CONJUNTO DE TAREFAS:
1: Responda às perguntas seguintes com base no texto sobre a antologia de Eduardo Lourenço:
(a) Segundo as palavras de José Tolentino Mendonça, que lição devemos a Eduardo Lourenço?
(b) Quem fez a seleção das principais questões e autores incluídos na antologia?
(c) Que ano aparece associado à referência fundadora da relação com a Europa?
2: Indique se cada afirmação concorda com o texto sobre a antologia de Eduardo Lourenço. Justifique com as palavras exatas do texto que o comprovam.
(a) Eduardo Lourenço faleceu no final de 2020.
(b) No percurso do ensaísta, a saudade surge como melancolia.
(c) O autor da seleção é apresentado como um dos amigos mais próximos de Eduardo Lourenço.
3: Prolongue o texto sobre a antologia de Eduardo Lourenço, começando logo após a última frase apresentada.

======== TEXTO PARA LEITURA ========

“«A Eduardo Lourenço devemos a lição de interrogar não só a vida, mas também a morte com sabedoria, distanciamento e serenidade, lutando para conter a história nos limites do humanamente aceitável, tarefa como sabemos trabalhosa e inacabada, mas também indeclinável se quisermos que a civilização e o humanismo sejam mais do que uma abstração.»
José Tolentino Mendonça
«Antologiar um autor tão diverso e multifacetado é tarefa complexa, mas apaixonante. Os textos e as ideias encadeiam‑se – numa procura permanente de posição e de sentido. O labirinto que o ensaísta percorre traz‑nos a saudade não como melancolia ou como lembrança e desejo, mas como interrogação e dúvida, paradoxo e demanda de síntese. A paixão por Camões, Antero e Pessoa significa a procura de compreender a cultura como um diálogo permanente entre o sublime e a vida comum, a unidade e a diversidade...»
Guilherme d’Oliveira Martins
Antologia dos principais textos de uns dos mais marcantes pensadores da cultura portuguesa do século XX falecido no final de 2020. Selecção das principais questões e autores sobres os quais Eduardo Lourenço reflectiu feita por Guilherme d’Oliveira Martins, um profundo conhecedor da obra do ensaísta e um dos seus amigos mais próximos.
«Os textos que constituem a presente escolha procuram abranger momentos importantes do percurso do autor, começando pela definição da atitude independente e heterodoxa e pela referência fundadora da relação com a Europa e com o diálogo que então nos faltava (1949), colocando essa reflexão na continuidade de quantos portugueses recusaram fechar‑se dentro das fronteiras, desde os renascentistas aos românticos, como Garrett e Herculano, até à complexa atitude de Antero de Quental e da sua geração, de quem se sentiu tão próximo sempre.

======== CONJUNTO DE DADOS ========

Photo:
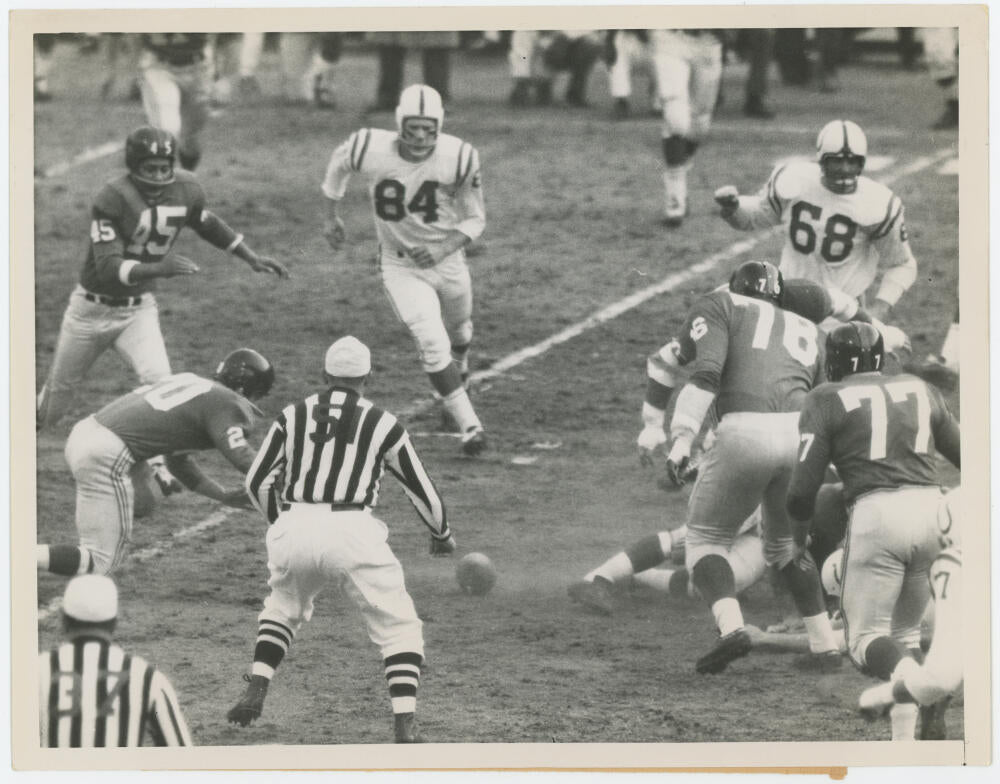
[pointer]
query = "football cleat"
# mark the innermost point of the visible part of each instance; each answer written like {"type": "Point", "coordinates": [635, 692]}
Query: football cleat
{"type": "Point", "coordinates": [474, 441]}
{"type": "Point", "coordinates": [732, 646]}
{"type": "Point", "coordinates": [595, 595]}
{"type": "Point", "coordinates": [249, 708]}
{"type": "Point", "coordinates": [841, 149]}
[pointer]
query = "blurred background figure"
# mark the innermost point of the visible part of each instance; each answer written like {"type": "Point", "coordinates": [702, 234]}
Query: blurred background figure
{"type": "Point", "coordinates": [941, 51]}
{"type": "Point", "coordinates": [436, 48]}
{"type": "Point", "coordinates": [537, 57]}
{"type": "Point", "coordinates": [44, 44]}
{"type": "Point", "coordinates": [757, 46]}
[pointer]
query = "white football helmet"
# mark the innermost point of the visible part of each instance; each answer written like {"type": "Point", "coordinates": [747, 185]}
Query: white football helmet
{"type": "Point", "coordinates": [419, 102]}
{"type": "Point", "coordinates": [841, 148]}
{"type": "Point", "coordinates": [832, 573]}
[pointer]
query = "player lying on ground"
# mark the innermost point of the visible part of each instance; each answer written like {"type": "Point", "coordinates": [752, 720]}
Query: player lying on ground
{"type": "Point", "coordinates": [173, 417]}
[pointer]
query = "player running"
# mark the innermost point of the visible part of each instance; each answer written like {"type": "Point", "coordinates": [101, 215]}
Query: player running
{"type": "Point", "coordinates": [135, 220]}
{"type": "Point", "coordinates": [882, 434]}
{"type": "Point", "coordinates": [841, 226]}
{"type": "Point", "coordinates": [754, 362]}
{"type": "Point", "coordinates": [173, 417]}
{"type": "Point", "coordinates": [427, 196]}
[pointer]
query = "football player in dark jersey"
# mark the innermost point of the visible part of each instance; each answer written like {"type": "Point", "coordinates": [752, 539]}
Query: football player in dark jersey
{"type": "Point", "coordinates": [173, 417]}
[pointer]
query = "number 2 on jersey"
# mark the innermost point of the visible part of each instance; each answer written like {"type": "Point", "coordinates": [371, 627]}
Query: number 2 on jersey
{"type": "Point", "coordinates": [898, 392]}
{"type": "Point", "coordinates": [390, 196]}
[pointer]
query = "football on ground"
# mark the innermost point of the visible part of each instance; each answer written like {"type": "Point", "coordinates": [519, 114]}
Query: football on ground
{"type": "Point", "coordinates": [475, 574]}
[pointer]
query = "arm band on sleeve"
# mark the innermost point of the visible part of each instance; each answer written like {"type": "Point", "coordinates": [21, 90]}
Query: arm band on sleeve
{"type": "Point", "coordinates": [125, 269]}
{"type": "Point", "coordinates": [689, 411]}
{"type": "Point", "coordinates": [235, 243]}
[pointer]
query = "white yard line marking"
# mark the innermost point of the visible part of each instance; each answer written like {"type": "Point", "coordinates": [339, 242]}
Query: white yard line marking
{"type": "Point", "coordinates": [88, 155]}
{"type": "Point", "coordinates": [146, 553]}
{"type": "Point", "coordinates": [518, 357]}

========

RESULTADOS DAS TAREFAS:
1:
(a) A lição de interrogar não só a vida, mas também a morte com sabedoria, distanciamento e serenidade.
(b) Guilherme d’Oliveira Martins.
(c) 1949.

2:
(a) Sim: "falecido no final de 2020".
(b) Não: "traz‑nos a saudade não como melancolia ou como lembrança e desejo, mas como interrogação e dúvida".
(c) Sim: "um profundo conhecedor da obra do ensaísta e um dos seus amigos mais próximos".

3:
E nesta linha repensa Portugal (num contexto existencial), interpreta a conferência de Antero sobre as «Causas da Decadência», interroga Oliveira Martins, analisa criticamente o papel dos mitos, desconstrói a saudade e o sebastianismo, encontra‑‑se com Camões enquanto referência cultural, e mergulha numa reflexão sobre Fernando Pessoa. A existência mítica e os caminhos vários que abre foram uma preocupação permanente do ensaísta, em busca da diversidade, da porta aberta, do melting pot português, das aventuras e desventuras migrantes, do País entre a realidade e o sonho, da língua projectada universalmente. Mas o sentido crítico, sempre muito agudo, levaria à reflexão sobre a Europa desencantada.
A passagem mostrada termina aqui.